Texto de David 'sci' Coimbra Carradine, retirado daqui.

O Velho Ídolo

Um dia, o meu amigo Jorge Barnabé entrou nas arquibancadas de pedra do Olímpico levando o filho pela mão e, antes mesmo de se instalar, viu quem havia tempo queria ver. Deu um puxão no braço do menino:
- Filho, aquele lá é o Iúra! O Passarinho!
Importante para o Jorge mostrar ao filho quem era Iúra. Ele sempre falava do Iúra, o maior ídolo da sua adolescência, tempo em que se formam os ídolos. Por isso pediu:
- Vai lá falar com ele, filho. Pede um autógrafo.
O menino olhou para o senhor gordo sentado a uns 10 metros de distância e vacilou. O Jorge insistiu:
- Vai! É o Iúra. O Passarinho!
Era até curiosa tanta admiração. Porque Iúra nunca foi um esteta da bola. Bom jogador, mas longe ser um Rivellino, um Zico. Compensava a falta de virtuosismo com empenho. Corria o tempo inteiro, o campo inteiro. Perdia 3 quilos por jogo. Favorecia-o a compleição física. Tratava-se de um magro clássico: alto, pernas longas, ombros estreitos. Donde o apelido de Passarinho.
- É o maior gremista que já existiu! - disse o Jorge, já empurrando suavemente as costas do menino, que ainda hesitava.

■ Conjunto de dados
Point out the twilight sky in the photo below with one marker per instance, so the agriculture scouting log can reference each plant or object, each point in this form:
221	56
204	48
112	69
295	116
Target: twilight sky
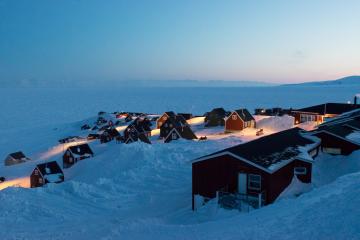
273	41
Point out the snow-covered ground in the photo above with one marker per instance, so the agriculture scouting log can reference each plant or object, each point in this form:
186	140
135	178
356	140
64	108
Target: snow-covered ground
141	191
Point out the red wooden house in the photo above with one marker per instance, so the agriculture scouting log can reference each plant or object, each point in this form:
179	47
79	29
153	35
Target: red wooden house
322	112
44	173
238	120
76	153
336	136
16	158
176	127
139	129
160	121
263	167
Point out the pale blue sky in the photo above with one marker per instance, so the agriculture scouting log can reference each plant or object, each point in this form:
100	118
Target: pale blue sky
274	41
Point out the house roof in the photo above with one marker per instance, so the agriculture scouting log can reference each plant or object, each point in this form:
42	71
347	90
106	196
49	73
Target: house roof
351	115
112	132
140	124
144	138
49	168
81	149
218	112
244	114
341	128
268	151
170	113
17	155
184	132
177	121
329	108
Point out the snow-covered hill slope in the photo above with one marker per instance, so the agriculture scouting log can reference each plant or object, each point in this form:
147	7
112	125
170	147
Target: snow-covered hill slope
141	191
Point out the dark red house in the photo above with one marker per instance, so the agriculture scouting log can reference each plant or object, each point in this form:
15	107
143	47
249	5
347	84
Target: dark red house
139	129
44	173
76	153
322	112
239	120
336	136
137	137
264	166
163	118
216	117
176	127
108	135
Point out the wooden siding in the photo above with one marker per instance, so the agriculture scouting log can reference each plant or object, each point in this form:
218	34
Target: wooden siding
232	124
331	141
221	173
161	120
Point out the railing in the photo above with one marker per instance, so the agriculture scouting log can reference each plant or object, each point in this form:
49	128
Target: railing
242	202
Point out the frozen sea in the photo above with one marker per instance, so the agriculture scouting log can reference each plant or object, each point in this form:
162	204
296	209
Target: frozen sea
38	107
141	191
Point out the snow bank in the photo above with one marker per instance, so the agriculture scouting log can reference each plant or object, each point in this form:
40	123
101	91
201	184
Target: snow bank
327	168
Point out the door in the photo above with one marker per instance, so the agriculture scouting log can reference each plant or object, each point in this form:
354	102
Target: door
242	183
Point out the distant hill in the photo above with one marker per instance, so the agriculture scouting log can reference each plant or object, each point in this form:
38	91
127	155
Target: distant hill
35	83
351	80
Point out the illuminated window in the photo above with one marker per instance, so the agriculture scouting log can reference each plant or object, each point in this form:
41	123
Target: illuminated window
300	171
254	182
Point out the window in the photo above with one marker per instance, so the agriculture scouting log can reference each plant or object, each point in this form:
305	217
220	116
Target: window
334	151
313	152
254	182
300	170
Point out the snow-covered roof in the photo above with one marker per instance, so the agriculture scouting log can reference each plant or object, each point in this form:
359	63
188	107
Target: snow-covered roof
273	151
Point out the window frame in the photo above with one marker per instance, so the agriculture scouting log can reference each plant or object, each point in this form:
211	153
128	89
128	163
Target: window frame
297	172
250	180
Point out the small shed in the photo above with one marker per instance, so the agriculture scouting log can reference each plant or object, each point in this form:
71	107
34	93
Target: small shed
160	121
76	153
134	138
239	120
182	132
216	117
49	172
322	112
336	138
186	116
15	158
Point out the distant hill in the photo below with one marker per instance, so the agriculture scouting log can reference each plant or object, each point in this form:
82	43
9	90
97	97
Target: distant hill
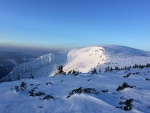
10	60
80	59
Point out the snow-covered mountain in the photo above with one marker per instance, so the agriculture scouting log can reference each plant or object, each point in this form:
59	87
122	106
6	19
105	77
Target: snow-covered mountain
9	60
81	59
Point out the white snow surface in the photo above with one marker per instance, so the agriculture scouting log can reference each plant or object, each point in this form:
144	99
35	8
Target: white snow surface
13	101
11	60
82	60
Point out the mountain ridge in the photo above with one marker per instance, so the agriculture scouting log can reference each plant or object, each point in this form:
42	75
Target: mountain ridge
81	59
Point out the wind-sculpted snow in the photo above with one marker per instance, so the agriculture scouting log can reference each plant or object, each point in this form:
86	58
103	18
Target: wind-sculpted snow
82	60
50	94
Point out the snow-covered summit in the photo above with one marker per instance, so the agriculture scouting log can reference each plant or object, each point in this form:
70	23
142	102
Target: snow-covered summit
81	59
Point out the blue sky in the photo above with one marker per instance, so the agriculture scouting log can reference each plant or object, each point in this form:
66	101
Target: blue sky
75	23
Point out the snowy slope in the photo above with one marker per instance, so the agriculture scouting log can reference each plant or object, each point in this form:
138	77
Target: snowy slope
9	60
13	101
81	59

---

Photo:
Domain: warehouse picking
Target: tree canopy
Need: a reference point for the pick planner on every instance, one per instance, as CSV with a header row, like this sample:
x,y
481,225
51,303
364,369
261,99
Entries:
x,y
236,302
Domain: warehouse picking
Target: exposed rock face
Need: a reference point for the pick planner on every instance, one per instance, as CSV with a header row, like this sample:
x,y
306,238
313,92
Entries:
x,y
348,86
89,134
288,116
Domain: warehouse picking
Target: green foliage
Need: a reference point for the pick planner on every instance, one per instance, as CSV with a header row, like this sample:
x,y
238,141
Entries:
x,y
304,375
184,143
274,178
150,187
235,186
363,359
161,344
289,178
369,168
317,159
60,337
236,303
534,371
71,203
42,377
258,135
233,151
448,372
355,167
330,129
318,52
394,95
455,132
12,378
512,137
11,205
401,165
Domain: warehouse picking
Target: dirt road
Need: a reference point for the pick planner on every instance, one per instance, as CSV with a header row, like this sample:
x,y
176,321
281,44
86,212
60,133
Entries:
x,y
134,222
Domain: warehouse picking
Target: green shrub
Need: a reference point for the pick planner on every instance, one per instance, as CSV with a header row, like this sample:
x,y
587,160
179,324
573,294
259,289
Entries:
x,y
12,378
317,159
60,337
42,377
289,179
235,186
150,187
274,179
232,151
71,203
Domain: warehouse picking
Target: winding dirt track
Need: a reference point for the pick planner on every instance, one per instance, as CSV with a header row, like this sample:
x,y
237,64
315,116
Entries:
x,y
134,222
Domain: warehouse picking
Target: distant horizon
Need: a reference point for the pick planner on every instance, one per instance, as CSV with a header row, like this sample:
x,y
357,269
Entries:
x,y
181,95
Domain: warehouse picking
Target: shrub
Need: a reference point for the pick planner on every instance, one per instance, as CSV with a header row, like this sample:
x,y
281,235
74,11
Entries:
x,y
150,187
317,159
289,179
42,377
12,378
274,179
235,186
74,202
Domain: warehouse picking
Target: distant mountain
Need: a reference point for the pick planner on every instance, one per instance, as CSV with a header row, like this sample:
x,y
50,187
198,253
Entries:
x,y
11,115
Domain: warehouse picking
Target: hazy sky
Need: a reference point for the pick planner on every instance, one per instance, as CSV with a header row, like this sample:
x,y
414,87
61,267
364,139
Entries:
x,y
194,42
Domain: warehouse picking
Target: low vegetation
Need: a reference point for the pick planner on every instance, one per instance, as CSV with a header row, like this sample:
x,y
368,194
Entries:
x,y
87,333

* * *

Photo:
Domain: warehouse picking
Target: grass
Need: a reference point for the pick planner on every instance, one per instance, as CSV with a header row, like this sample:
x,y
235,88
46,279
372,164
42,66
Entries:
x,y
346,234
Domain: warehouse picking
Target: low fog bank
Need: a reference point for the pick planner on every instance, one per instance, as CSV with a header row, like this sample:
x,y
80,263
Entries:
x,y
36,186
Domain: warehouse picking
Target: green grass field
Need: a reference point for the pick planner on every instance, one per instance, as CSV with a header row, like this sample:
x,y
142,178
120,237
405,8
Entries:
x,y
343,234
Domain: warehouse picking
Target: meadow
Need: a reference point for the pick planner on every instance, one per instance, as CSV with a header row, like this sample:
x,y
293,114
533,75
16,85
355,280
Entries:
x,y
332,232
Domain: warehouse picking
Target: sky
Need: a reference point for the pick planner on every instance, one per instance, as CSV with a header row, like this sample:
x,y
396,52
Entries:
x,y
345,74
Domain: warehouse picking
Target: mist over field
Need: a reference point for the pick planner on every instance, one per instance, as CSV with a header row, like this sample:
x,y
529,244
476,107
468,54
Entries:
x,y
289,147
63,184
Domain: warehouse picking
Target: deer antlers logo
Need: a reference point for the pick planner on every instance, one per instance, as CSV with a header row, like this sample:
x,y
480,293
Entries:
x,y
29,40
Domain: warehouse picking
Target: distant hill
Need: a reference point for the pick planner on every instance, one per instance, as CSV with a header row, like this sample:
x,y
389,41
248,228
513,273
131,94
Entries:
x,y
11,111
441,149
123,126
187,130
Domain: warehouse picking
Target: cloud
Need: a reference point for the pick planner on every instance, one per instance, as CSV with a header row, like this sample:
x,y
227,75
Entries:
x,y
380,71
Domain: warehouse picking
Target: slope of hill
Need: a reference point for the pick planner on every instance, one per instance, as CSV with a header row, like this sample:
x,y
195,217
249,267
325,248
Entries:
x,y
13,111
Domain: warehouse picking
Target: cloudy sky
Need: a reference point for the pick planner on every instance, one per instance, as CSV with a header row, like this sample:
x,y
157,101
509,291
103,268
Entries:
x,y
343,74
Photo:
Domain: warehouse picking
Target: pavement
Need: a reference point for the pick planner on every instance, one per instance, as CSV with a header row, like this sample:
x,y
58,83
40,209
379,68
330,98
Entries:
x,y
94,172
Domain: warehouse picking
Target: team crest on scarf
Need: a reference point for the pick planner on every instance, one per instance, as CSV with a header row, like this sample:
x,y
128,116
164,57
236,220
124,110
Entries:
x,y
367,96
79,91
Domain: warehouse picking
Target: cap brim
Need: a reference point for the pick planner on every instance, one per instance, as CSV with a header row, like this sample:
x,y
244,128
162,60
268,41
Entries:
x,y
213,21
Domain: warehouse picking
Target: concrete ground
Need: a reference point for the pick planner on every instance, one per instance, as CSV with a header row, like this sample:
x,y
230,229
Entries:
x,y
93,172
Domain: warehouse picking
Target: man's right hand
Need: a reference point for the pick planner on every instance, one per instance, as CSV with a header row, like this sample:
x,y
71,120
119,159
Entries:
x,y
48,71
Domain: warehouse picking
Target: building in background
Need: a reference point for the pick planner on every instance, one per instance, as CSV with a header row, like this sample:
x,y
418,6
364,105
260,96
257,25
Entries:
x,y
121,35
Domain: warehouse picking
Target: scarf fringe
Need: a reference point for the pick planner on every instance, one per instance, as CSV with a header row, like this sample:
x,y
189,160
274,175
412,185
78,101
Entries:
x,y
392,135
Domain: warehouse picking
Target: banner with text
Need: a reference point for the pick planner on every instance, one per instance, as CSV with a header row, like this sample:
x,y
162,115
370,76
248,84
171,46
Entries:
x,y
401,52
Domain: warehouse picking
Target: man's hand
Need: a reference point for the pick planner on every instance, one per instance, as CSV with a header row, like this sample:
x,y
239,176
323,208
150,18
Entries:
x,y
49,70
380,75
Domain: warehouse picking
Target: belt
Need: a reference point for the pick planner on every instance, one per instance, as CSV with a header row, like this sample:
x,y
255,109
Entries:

■ Requisitos da tarefa
Por favor, copie do texto sobre o Iúra o trecho que começa em "Importante para o" e termina em "apelido de Passarinho.".

■ Solução do exercício
Importante para o Jorge mostrar ao filho quem era Iúra. Ele sempre falava do Iúra, o maior ídolo da sua adolescência, tempo em que se formam os ídolos. Por isso pediu:
- Vai lá falar com ele, filho. Pede um autógrafo.
O menino olhou para o senhor gordo sentado a uns 10 metros de distância e vacilou. O Jorge insistiu:
- Vai! É o Iúra. O Passarinho!
Era até curiosa tanta admiração. Porque Iúra nunca foi um esteta da bola. Bom jogador, mas longe ser um Rivellino, um Zico. Compensava a falta de virtuosismo com empenho. Corria o tempo inteiro, o campo inteiro. Perdia 3 quilos por jogo. Favorecia-o a compleição física. Tratava-se de um magro clássico: alto, pernas longas, ombros estreitos. Donde o apelido de Passarinho.